Reproduce word for word the stretch of the August update from "Wednesday, August 16, 2017" through "the first time.".

→ **Quoted text**
··········
Wednesday, August 16, 2017

August Update

We are just a few short weeks away from move-in at Ohio University, and the staff and students at ROC are eagerly anticipating this exciting opportunity to meet new students. Along with a new year of ministry (ROC’s 42nd and the beginning of my 4th) comes a rush of outreach events, social gatherings, and pizza parties all planned in an effort to connect with students as they arrive on campus for the first time.

Dodger with students from Ripley
Church of Christ (Mani & Franki Harrah
and Shelby Anderson) who were part of
ROC summer mission team. 
I’m asking all of our supporters and ministry partners to pray for our staff and student leaders during this very important time. Please pray for meaningful connections to be made and for God to be glorified through our outreach efforts. While our outreach never stops, the first few weeks after students arrive on campus tend to be some of the most fruitful.

From my time with ROC, I’ve observed that the ebb and flow of students entering and leaving the ministry is one of the most bittersweet parts of the job. Each year we say good-bye to students who have been influential parts of the community, while preparing to meet those who will shape the face of the ministry for the next several years. We prayerfully watch those who depart, excited to see where God leads them, even as we eagerly anticipate the students we will be investing in over the course of the coming years. This cycle is repeated year after year. Thankfully, the constant is, and has always been, God’s faithfulness.

Sometimes we are blessed to walk alongside students for four or more years, sometimes the blessing comes in knowing them for just a season. In this month’s student spotlight, you’ll hear about the latter. Reagan entered Ohio University as a freshman last year and got involved with ROC very early on. During her second semester at OU she went through ROC’s leadership training in preparation to serve the community this fall. But God had something different planned for Reagan. Reagan spent the summer serving at a church camp in Idaho. While there she made the decision to transfer to Lincoln Christian University this fall. As I mentioned before, while we are sad to see our friend go, we are excited to see what God is doing in and through her life, and are blessed to know that ROC played a role in God’s design for her.
··········
→ **Entries supplied**
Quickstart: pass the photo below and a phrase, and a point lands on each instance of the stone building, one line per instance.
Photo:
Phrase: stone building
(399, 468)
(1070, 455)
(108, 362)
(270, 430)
··········
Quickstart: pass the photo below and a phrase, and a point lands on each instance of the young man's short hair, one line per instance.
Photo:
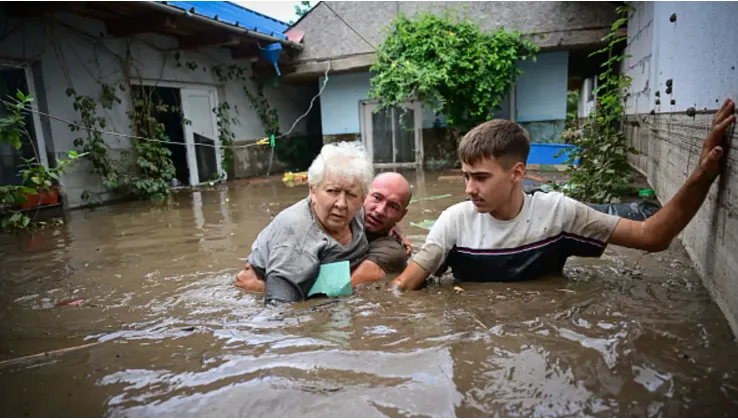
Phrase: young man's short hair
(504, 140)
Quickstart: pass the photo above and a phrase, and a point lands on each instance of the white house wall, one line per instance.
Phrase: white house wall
··········
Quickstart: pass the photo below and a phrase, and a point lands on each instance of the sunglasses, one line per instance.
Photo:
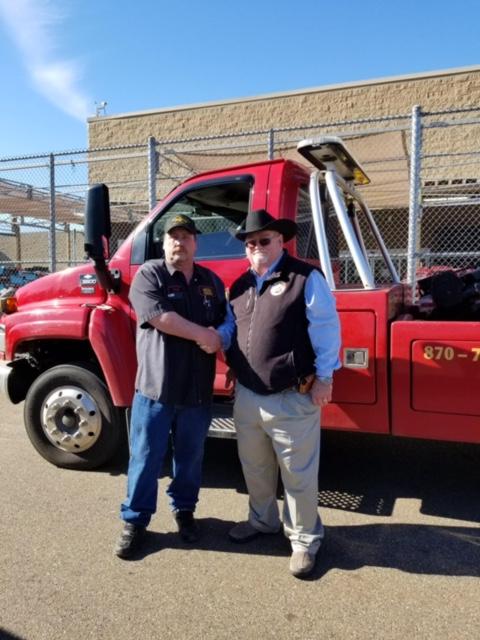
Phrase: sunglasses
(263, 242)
··········
→ **Full solution**
Wednesday, August 16, 2017

August Update

We are just a few short weeks away from move-in at Ohio University, and the staff and students at ROC are eagerly anticipating this exciting opportunity to meet new students. Along with a new year of ministry (ROC’s 42nd and the beginning of my 4th) comes a rush of outreach events, social gatherings, and pizza parties all planned in an effort to connect with students as they arrive on campus for the first time.